_Your goal_:
Extract a passage from the article on William Amcotts-Ingilby below, starting at the words "Ingilby left Parliament" and stopping after "the 1835 election.".

_Excerpted text_:
= William Amcotts-Ingilby =

British politician

Sir William Amcotts-Ingilby, 2nd Baronet (June 1783 – 14 May 1854) was a British politician.

The son of Sir John Ingilby, 1st Baronet and his wife Elizabeth Amcotts, he entered the House of Commons as Member of Parliament (MP) for East Retford in 1807. In the same year, he succeeded his maternal grandfather, Sir Wharton Amcotts, 1st Baronet, in his baronetcy by special remainder.

Ingilby left Parliament in 1812, and succeeded his father as baronet in 1815, inheriting Ripley Castle in Yorkshire and Kettlethorpe Hall in Lincolnshire. He served as High Sheriff of Yorkshire in 1821, and assumed the surname of Amcotts-Ingilby in 1822. He returned to Parliament at an 1823 by-election, as MP for Lincolnshire. He held that seat until the abolition of the constituency in 1832, and he then sat for North Lincolnshire until defeated in the 1835 election.

_Recorded data_:

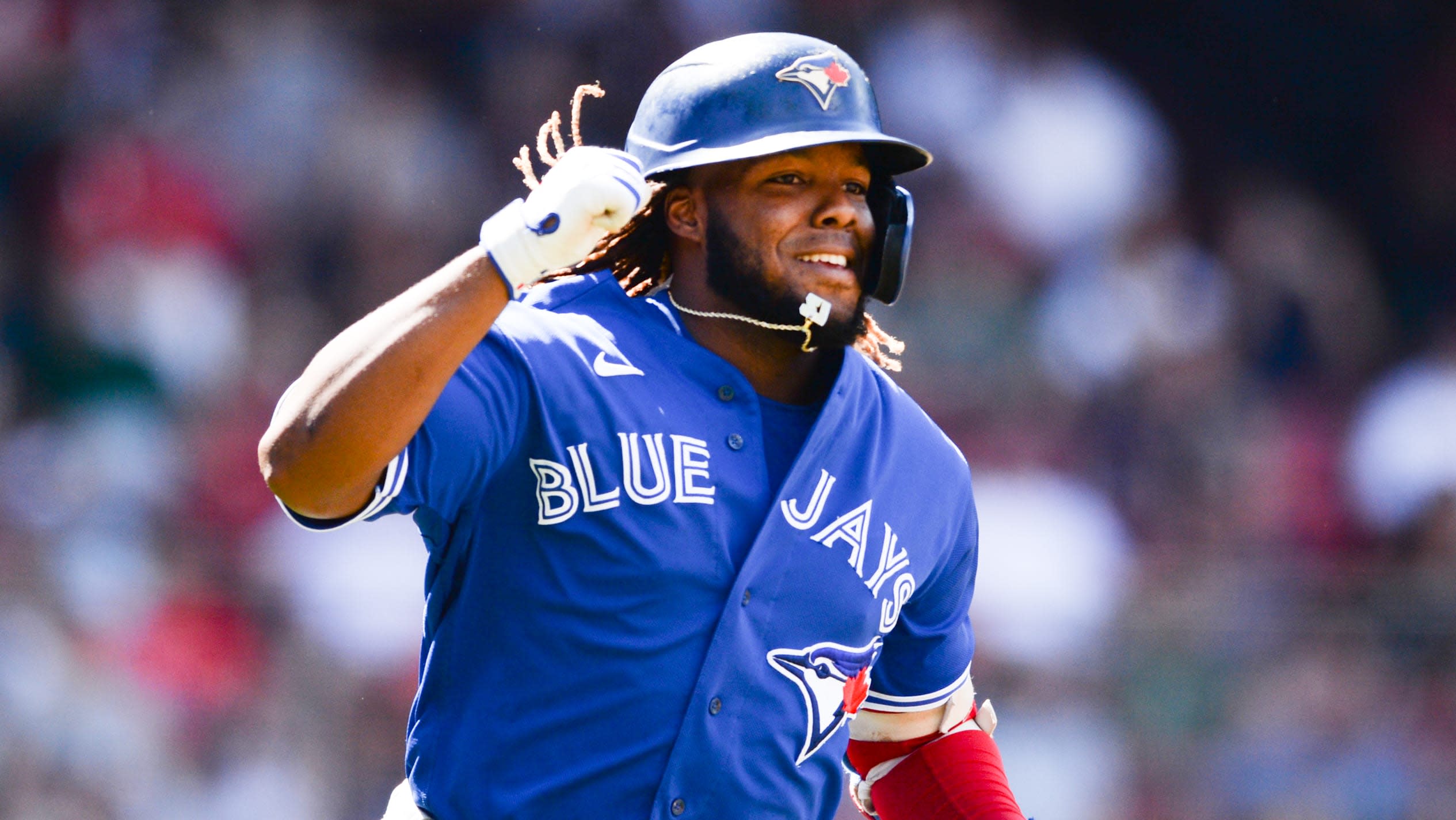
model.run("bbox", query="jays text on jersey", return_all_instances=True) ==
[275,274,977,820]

--

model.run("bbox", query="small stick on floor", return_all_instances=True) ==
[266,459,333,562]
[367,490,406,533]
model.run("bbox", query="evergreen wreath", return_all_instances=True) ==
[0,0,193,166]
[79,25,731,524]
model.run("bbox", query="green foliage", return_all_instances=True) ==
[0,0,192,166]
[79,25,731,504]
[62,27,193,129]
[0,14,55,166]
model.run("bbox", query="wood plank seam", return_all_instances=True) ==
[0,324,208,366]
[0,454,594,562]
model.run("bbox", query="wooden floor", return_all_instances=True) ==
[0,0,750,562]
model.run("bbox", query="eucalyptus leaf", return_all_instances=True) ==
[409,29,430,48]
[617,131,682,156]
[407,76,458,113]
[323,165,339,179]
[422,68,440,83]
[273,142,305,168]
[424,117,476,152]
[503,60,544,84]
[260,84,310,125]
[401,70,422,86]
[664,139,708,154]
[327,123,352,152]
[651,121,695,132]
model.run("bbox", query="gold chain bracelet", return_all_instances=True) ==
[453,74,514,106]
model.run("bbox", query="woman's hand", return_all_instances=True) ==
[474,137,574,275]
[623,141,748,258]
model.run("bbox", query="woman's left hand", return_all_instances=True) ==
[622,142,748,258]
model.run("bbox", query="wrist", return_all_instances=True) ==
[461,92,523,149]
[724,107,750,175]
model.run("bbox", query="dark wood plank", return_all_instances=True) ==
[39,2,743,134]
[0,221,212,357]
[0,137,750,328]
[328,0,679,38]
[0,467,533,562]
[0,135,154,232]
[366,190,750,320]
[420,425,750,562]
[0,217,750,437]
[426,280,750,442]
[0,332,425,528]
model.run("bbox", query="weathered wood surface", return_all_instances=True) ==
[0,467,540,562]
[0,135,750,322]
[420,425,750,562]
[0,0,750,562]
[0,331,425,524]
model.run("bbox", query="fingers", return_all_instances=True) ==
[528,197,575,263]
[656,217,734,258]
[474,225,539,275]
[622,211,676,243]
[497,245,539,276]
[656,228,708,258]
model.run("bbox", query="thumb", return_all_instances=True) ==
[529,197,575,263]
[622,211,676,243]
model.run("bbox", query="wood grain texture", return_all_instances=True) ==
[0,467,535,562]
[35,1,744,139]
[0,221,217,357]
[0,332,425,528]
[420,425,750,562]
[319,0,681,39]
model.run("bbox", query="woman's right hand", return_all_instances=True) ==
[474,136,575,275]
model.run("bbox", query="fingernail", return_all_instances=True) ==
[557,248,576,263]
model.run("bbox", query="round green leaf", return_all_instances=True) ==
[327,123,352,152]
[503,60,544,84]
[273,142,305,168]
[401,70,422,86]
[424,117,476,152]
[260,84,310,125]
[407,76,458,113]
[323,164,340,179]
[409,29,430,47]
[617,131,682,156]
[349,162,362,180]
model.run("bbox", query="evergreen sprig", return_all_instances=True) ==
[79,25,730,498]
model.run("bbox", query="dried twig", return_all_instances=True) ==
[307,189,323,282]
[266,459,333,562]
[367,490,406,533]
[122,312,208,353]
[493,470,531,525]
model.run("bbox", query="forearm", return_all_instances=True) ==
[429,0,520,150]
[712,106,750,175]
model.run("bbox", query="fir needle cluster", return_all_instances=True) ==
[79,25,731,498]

_Result for this task_:
Ingilby left Parliament in 1812, and succeeded his father as baronet in 1815, inheriting Ripley Castle in Yorkshire and Kettlethorpe Hall in Lincolnshire. He served as High Sheriff of Yorkshire in 1821, and assumed the surname of Amcotts-Ingilby in 1822. He returned to Parliament at an 1823 by-election, as MP for Lincolnshire. He held that seat until the abolition of the constituency in 1832, and he then sat for North Lincolnshire until defeated in the 1835 election.